▽

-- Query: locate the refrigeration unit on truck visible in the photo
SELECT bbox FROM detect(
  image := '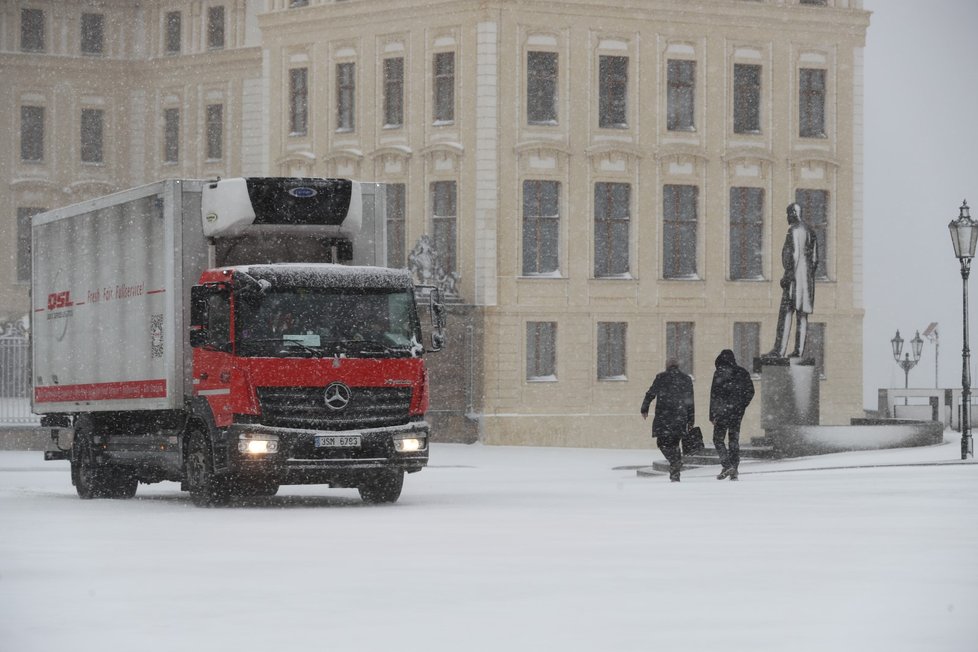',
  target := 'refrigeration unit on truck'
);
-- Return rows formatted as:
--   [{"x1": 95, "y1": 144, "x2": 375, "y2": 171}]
[{"x1": 31, "y1": 178, "x2": 444, "y2": 505}]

△

**Task description**: Locate each line in the records above that contains the word "unit", and copy those lines in full.

**Output of the exercise**:
-- Query: locate the refrigeration unit on truck visible in the photo
  target := 'refrigeration unit on truck'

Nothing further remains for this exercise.